> _実施する作業_:
(a) 映画紹介の文章で引用されているリッカルド・ムーティの発言によると、音楽に宗教や文化、言葉などの壁を乗り越える大きな可能性があるのはなぜですか。1〜2文で説明してください。
(b) 映画紹介の文章を2文で要約してください。
(c) 映画紹介の文章を、最後の文の後から書き継いでください。

ストリートブラジル/2015年/103分/カラー/シネスコ
字幕翻訳:蓮見玲子 字幕監修:國安真奈
配給:ギャガ GAGA

(スタッフ)
監督:セルジオ・マシャード
脚本:マリア・アデライデ・アマラル、マルセロ・ゴメス、セリジオ・マシャード、マルタ・ネリング
(アントニオ・エルミリオ・デ・モラエスの舞台作品「Acorda Brasil(ブラジルよ、立ち上がれ)」に基づいて)
撮影:マルセロ・ダースト、ABC
美術:ヴァウヂール・ロペスJn.
音楽:アレシャンドレ・ゲーハ、フェリペ・ヂ・ソウザ
編集:マルシオ・ハシモト
音楽特別出演:ブラジル・ラッパーたち、クリオーロ、ハッピン・ウッヂ
音楽特別出演:マリン・オールソップ、サンパウロ交響楽団、エリオポリス交響楽団(バカレリ協会)

(キャスト)
ラエルチ:ラザロ・ハーモス
サムエル:カイケ・ジェズース
VR:エウジオ・ヴィエイラ
アジーラ:サンドラ・コルベローニ
ブルーナ:フェルナンダ・フレイタス

これを書く数日前、指揮者のリッカルド・ムーティがとある日本の新聞社のインタビューで「…文化、特に音楽が(テロとの戦いの)最も重要な武器だ」と答えているのを読んだ。「芸術の中でも音楽には人々を結びつけ宗教、文化、伝統、人種、言葉の壁を乗り越える大きな可能性がある。音楽とは分断を超えるものだからだ」。

> _提供データ_:

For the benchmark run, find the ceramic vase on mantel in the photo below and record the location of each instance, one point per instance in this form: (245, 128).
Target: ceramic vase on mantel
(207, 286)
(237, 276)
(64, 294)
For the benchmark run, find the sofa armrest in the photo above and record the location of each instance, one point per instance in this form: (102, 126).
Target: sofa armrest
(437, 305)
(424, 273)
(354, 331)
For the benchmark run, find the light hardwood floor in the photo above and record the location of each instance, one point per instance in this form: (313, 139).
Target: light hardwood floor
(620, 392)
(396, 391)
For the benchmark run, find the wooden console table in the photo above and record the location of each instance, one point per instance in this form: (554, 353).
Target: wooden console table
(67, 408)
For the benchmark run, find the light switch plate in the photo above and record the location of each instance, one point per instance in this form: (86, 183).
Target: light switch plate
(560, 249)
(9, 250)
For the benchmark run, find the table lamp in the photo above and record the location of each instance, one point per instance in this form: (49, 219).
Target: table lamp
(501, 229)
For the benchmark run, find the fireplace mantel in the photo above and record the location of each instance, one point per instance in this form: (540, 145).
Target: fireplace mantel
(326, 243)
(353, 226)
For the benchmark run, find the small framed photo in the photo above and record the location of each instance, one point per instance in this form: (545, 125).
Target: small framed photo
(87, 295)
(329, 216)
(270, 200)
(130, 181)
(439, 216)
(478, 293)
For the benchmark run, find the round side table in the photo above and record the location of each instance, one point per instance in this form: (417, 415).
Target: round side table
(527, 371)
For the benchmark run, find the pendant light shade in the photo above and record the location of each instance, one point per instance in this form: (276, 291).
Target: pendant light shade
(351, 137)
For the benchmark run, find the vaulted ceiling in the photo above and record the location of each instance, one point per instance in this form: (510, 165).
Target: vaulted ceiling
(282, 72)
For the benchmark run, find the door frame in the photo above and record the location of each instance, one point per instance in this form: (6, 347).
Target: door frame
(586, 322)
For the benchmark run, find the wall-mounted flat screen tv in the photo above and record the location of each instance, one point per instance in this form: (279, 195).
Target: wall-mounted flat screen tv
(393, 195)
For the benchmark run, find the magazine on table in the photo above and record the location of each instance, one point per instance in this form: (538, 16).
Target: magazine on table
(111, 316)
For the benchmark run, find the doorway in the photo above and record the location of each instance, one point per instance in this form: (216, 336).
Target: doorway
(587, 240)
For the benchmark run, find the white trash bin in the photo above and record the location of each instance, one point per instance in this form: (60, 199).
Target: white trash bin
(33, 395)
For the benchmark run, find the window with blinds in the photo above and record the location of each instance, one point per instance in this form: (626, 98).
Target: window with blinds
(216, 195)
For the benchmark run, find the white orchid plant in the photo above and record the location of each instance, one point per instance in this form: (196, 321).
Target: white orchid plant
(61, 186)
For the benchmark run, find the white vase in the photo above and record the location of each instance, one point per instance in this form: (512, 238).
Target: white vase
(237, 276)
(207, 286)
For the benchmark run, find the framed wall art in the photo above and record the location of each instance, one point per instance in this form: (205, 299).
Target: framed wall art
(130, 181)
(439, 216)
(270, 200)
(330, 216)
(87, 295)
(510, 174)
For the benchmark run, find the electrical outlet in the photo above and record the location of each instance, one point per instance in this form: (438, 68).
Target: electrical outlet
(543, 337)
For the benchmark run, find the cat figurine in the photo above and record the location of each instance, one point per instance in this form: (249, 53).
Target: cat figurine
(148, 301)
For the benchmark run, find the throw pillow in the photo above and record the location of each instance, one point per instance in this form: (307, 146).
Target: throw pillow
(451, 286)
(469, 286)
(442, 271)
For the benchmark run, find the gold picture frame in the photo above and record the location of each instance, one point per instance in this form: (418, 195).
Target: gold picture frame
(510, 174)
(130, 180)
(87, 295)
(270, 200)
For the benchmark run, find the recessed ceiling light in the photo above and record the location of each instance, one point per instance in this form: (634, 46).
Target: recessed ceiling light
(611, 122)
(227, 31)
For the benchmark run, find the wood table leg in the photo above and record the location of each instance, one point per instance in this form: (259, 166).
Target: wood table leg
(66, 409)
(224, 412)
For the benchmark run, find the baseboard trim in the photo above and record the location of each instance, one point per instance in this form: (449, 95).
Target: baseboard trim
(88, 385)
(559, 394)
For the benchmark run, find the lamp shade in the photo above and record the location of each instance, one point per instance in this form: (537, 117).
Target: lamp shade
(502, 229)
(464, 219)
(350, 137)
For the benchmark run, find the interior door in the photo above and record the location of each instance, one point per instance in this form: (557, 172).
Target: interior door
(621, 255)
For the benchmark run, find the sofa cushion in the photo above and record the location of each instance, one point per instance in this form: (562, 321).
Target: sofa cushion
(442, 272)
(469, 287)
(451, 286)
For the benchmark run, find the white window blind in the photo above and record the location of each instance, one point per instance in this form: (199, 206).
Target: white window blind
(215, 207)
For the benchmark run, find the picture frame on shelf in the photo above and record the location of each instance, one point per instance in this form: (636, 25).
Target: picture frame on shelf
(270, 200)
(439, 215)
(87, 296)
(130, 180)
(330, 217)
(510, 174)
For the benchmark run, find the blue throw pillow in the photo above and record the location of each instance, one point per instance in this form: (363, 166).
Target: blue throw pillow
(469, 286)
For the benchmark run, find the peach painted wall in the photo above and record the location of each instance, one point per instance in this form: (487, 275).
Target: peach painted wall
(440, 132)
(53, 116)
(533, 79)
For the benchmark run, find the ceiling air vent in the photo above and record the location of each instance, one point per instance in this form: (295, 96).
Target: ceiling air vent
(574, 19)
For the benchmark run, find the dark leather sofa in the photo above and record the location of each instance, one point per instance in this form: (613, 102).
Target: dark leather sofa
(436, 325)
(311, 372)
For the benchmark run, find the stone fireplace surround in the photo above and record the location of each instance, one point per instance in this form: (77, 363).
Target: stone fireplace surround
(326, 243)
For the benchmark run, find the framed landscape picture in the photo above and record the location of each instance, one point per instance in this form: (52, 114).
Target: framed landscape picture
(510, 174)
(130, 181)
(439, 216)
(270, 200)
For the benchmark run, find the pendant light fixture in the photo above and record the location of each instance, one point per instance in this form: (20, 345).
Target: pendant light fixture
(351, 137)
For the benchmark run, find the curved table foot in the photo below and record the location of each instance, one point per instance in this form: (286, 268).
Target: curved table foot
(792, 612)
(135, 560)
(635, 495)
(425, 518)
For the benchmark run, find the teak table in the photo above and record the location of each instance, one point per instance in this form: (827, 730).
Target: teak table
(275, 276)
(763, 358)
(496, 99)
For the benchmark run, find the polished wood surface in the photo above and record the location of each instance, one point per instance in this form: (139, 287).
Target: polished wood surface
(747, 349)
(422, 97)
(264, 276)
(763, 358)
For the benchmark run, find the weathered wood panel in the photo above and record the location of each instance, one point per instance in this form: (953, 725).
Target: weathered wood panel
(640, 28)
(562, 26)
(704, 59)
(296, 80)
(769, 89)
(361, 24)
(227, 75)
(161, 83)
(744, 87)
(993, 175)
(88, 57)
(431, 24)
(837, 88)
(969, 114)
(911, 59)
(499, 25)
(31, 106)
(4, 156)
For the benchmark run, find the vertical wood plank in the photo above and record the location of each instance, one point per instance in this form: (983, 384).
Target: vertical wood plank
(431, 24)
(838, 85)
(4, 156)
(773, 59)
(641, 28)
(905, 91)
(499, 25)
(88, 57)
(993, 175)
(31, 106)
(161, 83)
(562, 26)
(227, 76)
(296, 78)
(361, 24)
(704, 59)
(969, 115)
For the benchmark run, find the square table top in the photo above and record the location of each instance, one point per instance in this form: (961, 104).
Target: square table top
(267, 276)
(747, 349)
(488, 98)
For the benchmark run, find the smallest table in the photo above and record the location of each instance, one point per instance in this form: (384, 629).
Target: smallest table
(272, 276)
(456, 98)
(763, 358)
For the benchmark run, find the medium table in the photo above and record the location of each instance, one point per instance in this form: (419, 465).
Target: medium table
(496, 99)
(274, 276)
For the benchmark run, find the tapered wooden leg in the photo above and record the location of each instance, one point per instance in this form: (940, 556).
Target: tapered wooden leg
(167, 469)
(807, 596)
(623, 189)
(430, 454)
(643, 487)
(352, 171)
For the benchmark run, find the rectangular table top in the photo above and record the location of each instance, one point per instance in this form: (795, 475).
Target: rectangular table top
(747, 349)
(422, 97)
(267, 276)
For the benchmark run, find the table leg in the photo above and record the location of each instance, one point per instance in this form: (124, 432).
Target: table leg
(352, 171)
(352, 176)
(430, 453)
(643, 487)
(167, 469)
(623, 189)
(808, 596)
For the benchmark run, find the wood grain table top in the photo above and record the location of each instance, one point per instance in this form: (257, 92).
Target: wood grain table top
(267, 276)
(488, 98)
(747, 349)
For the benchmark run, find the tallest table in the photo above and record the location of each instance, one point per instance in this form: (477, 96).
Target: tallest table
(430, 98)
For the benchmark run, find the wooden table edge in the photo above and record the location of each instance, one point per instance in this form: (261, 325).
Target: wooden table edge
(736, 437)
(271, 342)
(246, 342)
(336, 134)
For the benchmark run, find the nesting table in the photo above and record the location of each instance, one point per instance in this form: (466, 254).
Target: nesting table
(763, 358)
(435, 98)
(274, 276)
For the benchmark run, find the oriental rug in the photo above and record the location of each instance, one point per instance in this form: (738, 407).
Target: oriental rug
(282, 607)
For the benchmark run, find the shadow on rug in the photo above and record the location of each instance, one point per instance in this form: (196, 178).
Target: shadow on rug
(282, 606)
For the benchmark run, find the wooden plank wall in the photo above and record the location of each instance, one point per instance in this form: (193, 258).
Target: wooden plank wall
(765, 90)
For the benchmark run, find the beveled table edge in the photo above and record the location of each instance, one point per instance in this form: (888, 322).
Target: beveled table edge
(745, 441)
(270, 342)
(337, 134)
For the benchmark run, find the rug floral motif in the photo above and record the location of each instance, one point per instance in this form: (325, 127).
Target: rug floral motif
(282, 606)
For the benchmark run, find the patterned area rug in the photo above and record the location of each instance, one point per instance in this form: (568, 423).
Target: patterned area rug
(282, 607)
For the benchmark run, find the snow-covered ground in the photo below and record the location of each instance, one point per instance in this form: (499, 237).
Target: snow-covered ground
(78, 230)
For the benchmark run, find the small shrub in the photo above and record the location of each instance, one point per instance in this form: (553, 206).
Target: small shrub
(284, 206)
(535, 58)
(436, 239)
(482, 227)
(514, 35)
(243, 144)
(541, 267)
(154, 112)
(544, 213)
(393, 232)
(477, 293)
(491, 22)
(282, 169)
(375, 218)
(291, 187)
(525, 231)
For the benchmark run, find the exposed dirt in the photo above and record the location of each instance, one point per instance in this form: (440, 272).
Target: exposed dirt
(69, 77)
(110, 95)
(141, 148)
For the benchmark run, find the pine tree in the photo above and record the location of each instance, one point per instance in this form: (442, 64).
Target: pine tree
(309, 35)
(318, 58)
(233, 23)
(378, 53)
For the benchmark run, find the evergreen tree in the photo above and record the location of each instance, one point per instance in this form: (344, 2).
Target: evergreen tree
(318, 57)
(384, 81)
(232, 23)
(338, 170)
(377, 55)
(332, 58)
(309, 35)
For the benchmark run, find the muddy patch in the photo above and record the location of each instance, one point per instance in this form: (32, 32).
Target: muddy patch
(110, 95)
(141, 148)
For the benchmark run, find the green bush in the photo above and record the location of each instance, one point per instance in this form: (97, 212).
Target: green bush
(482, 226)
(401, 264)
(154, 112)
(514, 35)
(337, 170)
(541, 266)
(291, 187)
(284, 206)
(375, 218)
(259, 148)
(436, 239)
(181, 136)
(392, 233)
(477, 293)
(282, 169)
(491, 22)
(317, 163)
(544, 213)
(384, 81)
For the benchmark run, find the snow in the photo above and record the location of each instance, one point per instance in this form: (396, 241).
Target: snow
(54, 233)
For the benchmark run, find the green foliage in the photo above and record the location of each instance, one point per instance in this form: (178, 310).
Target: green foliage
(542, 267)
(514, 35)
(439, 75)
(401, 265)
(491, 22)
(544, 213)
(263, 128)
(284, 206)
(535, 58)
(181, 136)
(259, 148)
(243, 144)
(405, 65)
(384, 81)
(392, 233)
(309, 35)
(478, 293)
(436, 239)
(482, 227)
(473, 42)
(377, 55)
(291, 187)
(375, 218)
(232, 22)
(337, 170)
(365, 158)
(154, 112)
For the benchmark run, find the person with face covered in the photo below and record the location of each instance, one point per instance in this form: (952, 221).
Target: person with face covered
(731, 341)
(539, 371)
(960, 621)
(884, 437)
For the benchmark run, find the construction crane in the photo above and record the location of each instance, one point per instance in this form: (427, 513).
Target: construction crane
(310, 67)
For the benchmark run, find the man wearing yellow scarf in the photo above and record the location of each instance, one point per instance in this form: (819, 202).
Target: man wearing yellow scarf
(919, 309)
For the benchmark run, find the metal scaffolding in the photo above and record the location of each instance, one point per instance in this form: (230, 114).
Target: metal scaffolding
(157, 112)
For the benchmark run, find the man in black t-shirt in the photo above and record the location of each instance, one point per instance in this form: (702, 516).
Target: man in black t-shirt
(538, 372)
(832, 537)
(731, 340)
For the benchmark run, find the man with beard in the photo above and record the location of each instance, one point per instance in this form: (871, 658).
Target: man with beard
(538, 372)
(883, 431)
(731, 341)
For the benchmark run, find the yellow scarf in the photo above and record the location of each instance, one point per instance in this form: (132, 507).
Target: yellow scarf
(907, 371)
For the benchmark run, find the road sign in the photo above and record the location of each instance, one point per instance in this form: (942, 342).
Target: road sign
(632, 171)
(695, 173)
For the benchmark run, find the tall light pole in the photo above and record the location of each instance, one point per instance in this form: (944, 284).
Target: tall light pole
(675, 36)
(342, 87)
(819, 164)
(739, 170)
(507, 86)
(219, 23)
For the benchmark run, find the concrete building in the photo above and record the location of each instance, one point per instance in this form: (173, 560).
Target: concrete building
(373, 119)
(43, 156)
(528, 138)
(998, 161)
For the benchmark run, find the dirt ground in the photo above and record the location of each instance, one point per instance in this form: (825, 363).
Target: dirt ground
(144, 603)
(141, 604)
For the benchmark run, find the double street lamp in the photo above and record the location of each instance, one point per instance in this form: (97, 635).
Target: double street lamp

> _出力一覧_:
(a) 音楽とは分断を超えるものだからです。ムーティはこの理由から、芸術の中でも音楽には人々を結びつけ、宗教、文化、伝統、人種、言葉の壁を乗り越える大きな可能性があると述べています。

(b) 2015年製作、103分の作品について、監督のセルジオ・マシャード、アントニオ・エルミリオ・デ・モラエスの舞台作品「Acorda Brasil」に基づく脚本、配給のギャガなどのスタッフとキャストが示されています。続いて筆者は、執筆の数日前に、指揮者リッカルド・ムーティが日本の新聞社のインタビューで、文化、特に音楽がテロとの戦いの最も重要な武器であり、人々を結びつけて壁を乗り越える力があると答えた記事を読んだことを紹介しています。

(c)
内戦からの復興途上にあったボスニア・ヘルツェゴビナの首都サラエボや世界各地の紛争地、被災地で実際に演奏を多く行なってきたムーティがこれを言うと、このご時勢にナイーヴな、とも笑うことも出来ない。「音楽に国境はない」式の能天気な話ではない。事実、国境もあれば違いもあり、それは場合によってはどうにも埋め難い溝となることだってあろう。それでも、音楽が理屈を超越した存在であり、時によっては何らかの連帯や精神的絆を呼び起こすことが可能なのは、音楽が人間存在の最も根源的な部分に直接作用する非造形的な芸術形態だからだろう(ここでニーチェの「ディオニュソス的芸術」という概念を引いてもよいし、あるいはウォルター・ペイターの「全ての芸術は音楽の状態に憧れる」という有名な文句を引いてもよい)。

なぜこのようなことから書き出したか。冒頭に引いたムーティのインタビューを読んだのとほぼ同じタイミングで『ストリート・オーケストラ』を鑑賞したからであり、本作がまさに音楽の持つ根源的な「力」について思いを馳せさせるためだ。

ところで、個人的に映画に関する文章を書く際にはストーリーを説明することが苦手、というか苦痛だ。それは観れば分かるからであり(あるいは観なくても調べればすぐに分かることだ)、場合によってはストーリー以外の音響や編集、画面の色調や質感こそが映画的な本質だと薄々思っているということもある。なので、本作も逐一語ることはしない。

であるから、幾つか示唆的なことのみ書いておこう。冒頭でサンパウロ交響楽団のオーディションを受け、緊張のあまり腕が震えて一音たりとも音を出すことが出来なかった、精神的な弱さを抱えるヴァイオリニストのラエルチの、映画最後での「幸せな結末」。ファベーラ(スラム街)での、楽器も構えられなければ楽譜も読めない、問題だらけの不良たちの「ストリート・オーケストラ」の、これも「幸せな結末」。これらがある意図のものに関連付けて描かれていることは、同じモーツァルトのヴァイオリン協奏曲第3番の第2楽章が映画の序盤と結末近くで「誰が、どのように」演奏しているかによって暗示される。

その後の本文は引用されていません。